**INFORMATION PROVIDED**
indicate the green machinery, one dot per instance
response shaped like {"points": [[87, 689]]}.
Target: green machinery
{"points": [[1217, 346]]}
---
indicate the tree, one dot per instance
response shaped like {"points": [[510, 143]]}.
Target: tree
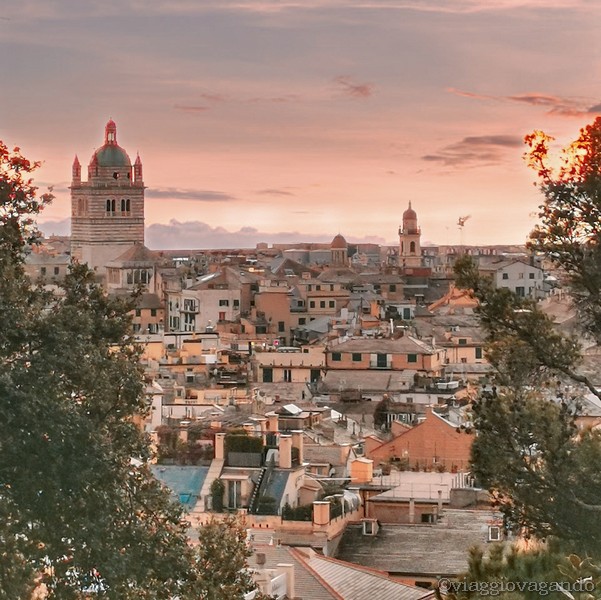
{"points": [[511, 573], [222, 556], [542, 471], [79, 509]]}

**PROBLEM TO SOLVE**
All lines that hold the word "shaped" should be copied from the data.

**RESULT OF THIS EXERCISE**
response shaped like {"points": [[87, 689]]}.
response shaped like {"points": [[510, 143]]}.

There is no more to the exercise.